Practical Applications
Immediate Applications
The following use cases can be deployed today by leveraging PaperOrchestra’s multi-agent workflow (outline, plotting, literature verification, section drafting, refinement) and/or the PaperWritingBench benchmark and autoraters.
- AI-assisted manuscript drafting from lab notes
- Sectors: academia, R&D in software/AI, robotics, materials, energy
- Tools/products/workflows: “Lab-to-manuscript” assistants that ingest idea summaries and experiment logs (from ELNs, Jupyter, Git repos) and produce LaTeX drafts with verified citations, tables, and auto-generated conceptual diagrams; Overleaf/VS Code plugins using the Outline/Section Writing/Content Refinement agents; GitHub Actions that turn experiment logs into internal reports
- Assumptions/dependencies: access to an LLM/VLM stack, Semantic Scholar API/web search, conference/journal LaTeX templates, human review for factual/ethical accountability
- Targeted Related Work and citation bank construction with verification
- Sectors: academia, enterprise research groups, publishing
- Tools/products/workflows: a “Related-Work Copilot” that creates .bib files via Semantic Scholar ID resolution, enforces temporal cutoffs, and drafts Introduction/Related Work; Zotero/EndNote connectors for must-cite vs. good-to-cite coverage audits; reviewer checklists powered by Citation F1
- Assumptions/dependencies: reliable metadata APIs, permissioned search access, domain adaptation beyond AI may require custom retrieval
- Conference/journal compliance and formatting copilot
- Sectors: academic publishing, corporate technical communications
- Tools/products/workflows: agents that map content to venue guidelines/templates (length, section order, reference style, figure placement), with iterative refinement to pass desk-checks
- Assumptions/dependencies: up-to-date templates/guidelines; venue acceptance of AI-assisted formatting
- Automated visual asset generation for scientific writing
- Sectors: academia, R&D marketing/communications, education
- Tools/products/workflows: a “Plotting Agent” service that turns metrics/ablation logs into plots and conceptual diagrams (PaperBanana-style closed-loop generation + captions); integration with Matplotlib/Plotly/Pandoc renderers
- Assumptions/dependencies: VLM-based image critique; design QA by humans to avoid misleading visuals
- Internal whitepapers and technical briefs from heterogeneous notes
- Sectors: software/AI companies, robotics, energy, biotech
- Tools/products/workflows: pipelines to transform meeting notes, Slack threads, and experiment dashboards into publishable whitepapers with literature-grounded positioning
- Assumptions/dependencies: secure handling of proprietary data; legal/IP review; provenance tracking
- Reviewer triage and self-assessment using autoraters
- Sectors: conferences/journals, corporate R&D review boards
- Tools/products/workflows: “preflight” scoring for clarity/soundness and must-cite coverage (Citation F1, SxS evaluators), used for desk-reject triage or internal go/no-go gates before submission
- Assumptions/dependencies: human oversight to prevent overreliance on automated scores; guardrails against LLM bias
- Grant proposal scaffolding and background section drafting
- Sectors: academia, national labs, nonprofits
- Tools/products/workflows: tools that turn project ideas and preliminary results into proposal-ready drafts with verified state-of-the-art coverage and required formatting
- Assumptions/dependencies: sponsor-specific templates and compliance rules; careful human validation of claims/impact
- Course and thesis writing support
- Sectors: education
- Tools/products/workflows: classroom “writing studios” that use PaperWritingBench excerpts to teach structure, citation rigor, and gap analysis; thesis-drafting assistants that emphasize P0 must-cite coverage and critical synthesis
- Assumptions/dependencies: academic integrity policies; instructor-defined usage boundaries
- Knowledge-base enrichment with literature synthesis
- Sectors: enterprise knowledge management, consulting, pharma
- Tools/products/workflows: scheduled agents that monitor topics, add verified citations, and maintain “living” related-work pages for internal wikis/portals
- Assumptions/dependencies: change detection and temporal cutoff enforcement; access control and audit logs
- Consumer-facing long-form content generation (with citations)

(Record excerpts):
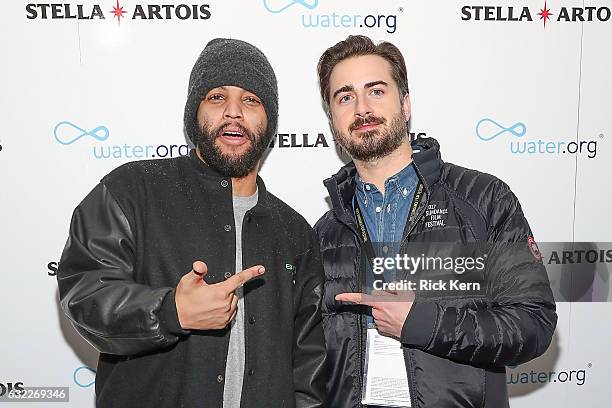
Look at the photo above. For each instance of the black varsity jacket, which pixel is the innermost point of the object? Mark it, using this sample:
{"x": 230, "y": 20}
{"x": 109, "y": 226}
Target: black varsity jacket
{"x": 131, "y": 240}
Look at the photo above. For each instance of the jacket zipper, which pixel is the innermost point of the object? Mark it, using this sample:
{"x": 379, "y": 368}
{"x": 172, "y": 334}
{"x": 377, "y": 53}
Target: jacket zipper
{"x": 409, "y": 369}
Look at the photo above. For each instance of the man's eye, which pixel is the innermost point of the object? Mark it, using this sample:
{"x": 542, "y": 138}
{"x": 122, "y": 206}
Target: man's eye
{"x": 250, "y": 99}
{"x": 345, "y": 98}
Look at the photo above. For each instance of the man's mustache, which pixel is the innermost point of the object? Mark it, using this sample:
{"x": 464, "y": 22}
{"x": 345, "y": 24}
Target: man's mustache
{"x": 368, "y": 120}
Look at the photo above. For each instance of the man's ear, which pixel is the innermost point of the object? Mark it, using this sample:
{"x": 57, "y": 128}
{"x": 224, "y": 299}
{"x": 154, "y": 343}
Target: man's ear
{"x": 406, "y": 106}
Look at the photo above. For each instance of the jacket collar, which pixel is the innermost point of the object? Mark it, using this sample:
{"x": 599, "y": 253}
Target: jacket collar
{"x": 427, "y": 163}
{"x": 262, "y": 207}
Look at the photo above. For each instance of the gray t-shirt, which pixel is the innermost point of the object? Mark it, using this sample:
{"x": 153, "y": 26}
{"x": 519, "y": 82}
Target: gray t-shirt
{"x": 234, "y": 369}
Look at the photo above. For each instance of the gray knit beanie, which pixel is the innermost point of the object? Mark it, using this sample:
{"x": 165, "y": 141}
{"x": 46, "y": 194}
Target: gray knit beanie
{"x": 231, "y": 62}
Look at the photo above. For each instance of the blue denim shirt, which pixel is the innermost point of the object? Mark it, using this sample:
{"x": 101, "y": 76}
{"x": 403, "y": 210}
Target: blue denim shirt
{"x": 385, "y": 214}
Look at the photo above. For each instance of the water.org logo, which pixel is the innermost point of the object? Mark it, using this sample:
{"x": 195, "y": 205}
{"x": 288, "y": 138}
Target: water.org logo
{"x": 67, "y": 133}
{"x": 331, "y": 19}
{"x": 488, "y": 129}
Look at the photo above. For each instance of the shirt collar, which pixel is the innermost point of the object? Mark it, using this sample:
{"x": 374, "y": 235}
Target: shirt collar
{"x": 404, "y": 181}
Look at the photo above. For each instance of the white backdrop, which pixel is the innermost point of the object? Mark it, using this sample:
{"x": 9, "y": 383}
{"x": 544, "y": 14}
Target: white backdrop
{"x": 124, "y": 80}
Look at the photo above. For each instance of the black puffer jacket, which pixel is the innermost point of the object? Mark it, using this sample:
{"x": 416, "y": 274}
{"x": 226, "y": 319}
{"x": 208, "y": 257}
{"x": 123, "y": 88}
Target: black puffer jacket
{"x": 455, "y": 348}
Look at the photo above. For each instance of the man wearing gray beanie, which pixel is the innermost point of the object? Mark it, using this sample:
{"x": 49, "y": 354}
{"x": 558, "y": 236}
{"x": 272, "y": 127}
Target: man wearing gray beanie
{"x": 243, "y": 327}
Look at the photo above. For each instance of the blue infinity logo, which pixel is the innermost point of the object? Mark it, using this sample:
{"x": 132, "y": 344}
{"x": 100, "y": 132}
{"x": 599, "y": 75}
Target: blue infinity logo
{"x": 279, "y": 9}
{"x": 81, "y": 383}
{"x": 518, "y": 129}
{"x": 67, "y": 133}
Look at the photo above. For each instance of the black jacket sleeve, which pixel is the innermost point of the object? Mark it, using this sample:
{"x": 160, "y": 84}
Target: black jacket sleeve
{"x": 96, "y": 283}
{"x": 516, "y": 324}
{"x": 309, "y": 369}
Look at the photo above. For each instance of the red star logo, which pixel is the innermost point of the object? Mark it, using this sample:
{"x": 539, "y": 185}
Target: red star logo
{"x": 545, "y": 14}
{"x": 118, "y": 12}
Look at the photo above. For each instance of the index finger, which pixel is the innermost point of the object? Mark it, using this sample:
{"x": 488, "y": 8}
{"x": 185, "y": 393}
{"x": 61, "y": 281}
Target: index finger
{"x": 358, "y": 298}
{"x": 239, "y": 279}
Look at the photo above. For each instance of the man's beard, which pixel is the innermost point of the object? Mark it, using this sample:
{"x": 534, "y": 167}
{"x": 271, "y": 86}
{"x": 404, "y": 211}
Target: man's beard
{"x": 374, "y": 144}
{"x": 231, "y": 164}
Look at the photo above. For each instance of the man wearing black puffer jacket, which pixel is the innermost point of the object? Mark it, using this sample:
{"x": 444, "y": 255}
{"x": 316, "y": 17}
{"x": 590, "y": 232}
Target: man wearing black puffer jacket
{"x": 455, "y": 347}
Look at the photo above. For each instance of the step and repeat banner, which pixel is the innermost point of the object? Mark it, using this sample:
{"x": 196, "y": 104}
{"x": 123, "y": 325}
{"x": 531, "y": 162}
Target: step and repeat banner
{"x": 519, "y": 89}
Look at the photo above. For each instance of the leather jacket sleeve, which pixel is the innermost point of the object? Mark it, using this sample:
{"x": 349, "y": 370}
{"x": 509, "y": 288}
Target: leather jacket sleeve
{"x": 516, "y": 324}
{"x": 96, "y": 283}
{"x": 309, "y": 365}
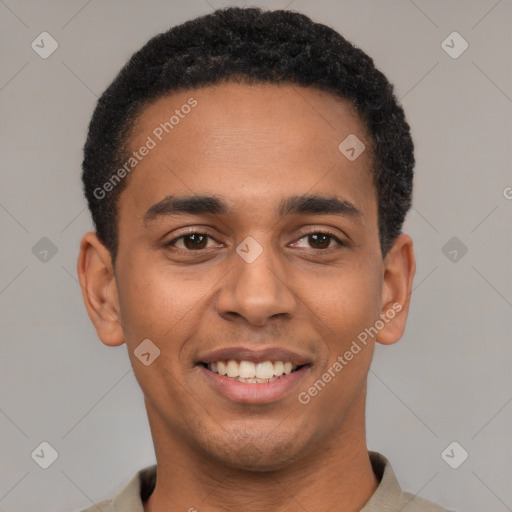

(What this exercise asks):
• A. Retype the stretch of the practical applications text from "Practical Applications" through "benchmark and autoraters.".
• B. Summarize the practical applications text in two sentences.
Rely only on the text about practical applications, not on the rows.

(Task-by-task answers):
• A.
Practical Applications
Immediate Applications
The following use cases can be deployed today by leveraging PaperOrchestra’s multi-agent workflow (outline, plotting, literature verification, section drafting, refinement) and/or the PaperWritingBench benchmark and autoraters.

• B. Use cases that can be deployed today draw on PaperOrchestra's multi-agent workflow and/or the PaperWritingBench benchmark and autoraters. They include drafting manuscripts from lab notes, building verified citation banks, formatting compliance, visual asset generation, internal whitepapers, reviewer triage, grant proposal scaffolding, course and thesis support, and knowledge-base enrichment, each resting on assumptions such as human review or access to APIs and templates.